Given entries:
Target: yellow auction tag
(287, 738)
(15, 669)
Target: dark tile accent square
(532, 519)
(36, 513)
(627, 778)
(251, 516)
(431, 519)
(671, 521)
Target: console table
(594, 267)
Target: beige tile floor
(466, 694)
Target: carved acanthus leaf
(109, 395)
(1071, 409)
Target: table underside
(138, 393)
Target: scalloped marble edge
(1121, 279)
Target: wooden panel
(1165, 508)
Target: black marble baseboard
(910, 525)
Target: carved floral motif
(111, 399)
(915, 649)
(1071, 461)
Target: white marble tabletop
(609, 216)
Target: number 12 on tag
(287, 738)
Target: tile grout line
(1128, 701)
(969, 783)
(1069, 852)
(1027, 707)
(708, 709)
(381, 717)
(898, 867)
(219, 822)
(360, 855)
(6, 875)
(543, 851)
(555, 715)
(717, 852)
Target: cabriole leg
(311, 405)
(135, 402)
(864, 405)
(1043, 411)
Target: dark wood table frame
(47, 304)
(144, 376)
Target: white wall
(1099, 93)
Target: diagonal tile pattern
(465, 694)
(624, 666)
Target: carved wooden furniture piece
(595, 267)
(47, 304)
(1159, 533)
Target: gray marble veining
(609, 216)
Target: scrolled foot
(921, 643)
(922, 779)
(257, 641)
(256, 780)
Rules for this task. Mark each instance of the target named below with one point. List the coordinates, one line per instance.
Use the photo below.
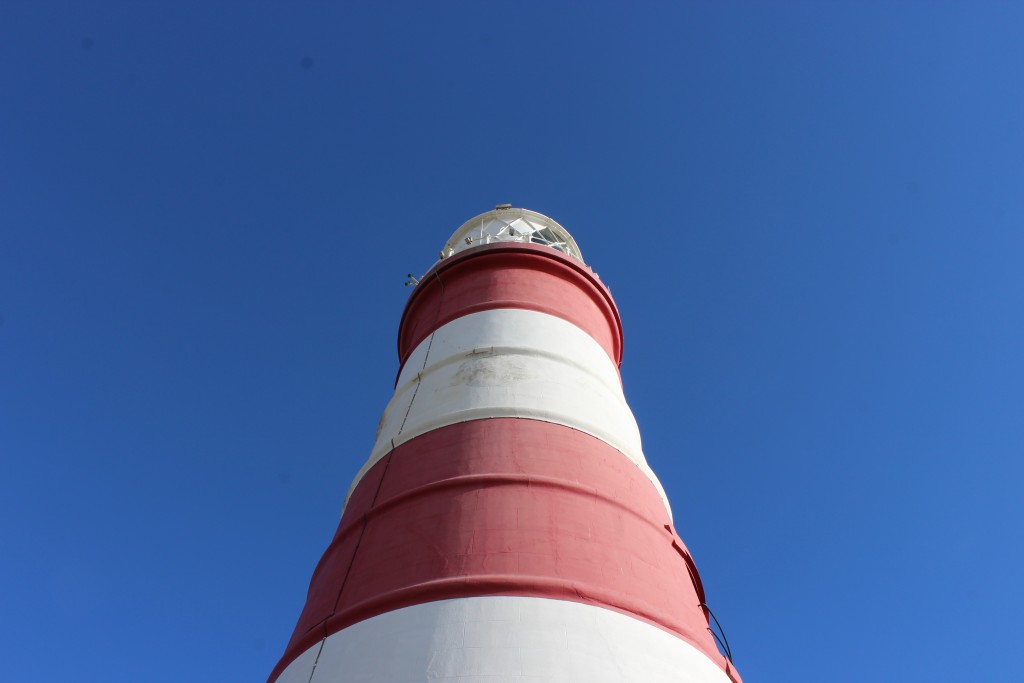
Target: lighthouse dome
(508, 224)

Task: Rewrite all of the lines above, substituting "stone" for every "marble" and keeping everything else the same. Leave the pictures out.

Task response:
Target: yellow auction tag
(287, 738)
(15, 669)
Target: dark tile accent square
(532, 519)
(36, 513)
(627, 778)
(251, 516)
(431, 519)
(671, 521)
Target: console table
(594, 267)
Target: beige tile floor
(466, 694)
Target: carved acanthus leaf
(109, 395)
(1071, 409)
Target: table underside
(138, 393)
Target: scalloped stone edge
(1121, 279)
Target: wooden panel
(1165, 508)
Target: black stone baseboard
(910, 525)
Target: carved floral motif
(111, 399)
(915, 649)
(1071, 461)
Target: white stone tabletop
(609, 216)
Target: number 12 on tag
(287, 738)
Target: tile grout line
(1128, 701)
(969, 783)
(1069, 852)
(1027, 707)
(708, 709)
(381, 717)
(898, 867)
(219, 822)
(360, 855)
(6, 875)
(543, 851)
(555, 715)
(717, 852)
Target: cabriole leg
(311, 405)
(135, 402)
(864, 405)
(1043, 411)
Target: dark wood table frame
(47, 304)
(144, 376)
Target: white wall
(1099, 93)
Target: diagonal tile pattern
(465, 694)
(624, 666)
Target: carved wooden furniture piece
(595, 267)
(47, 304)
(1159, 533)
Target: gray stone veining
(609, 216)
Target: scrolled foot
(921, 643)
(922, 779)
(257, 641)
(256, 780)
Rules for this task. Mark each instance of the target named below with one point. List the coordinates, one line per instance.
Use the photo below.
Target: lighthouse dome
(508, 224)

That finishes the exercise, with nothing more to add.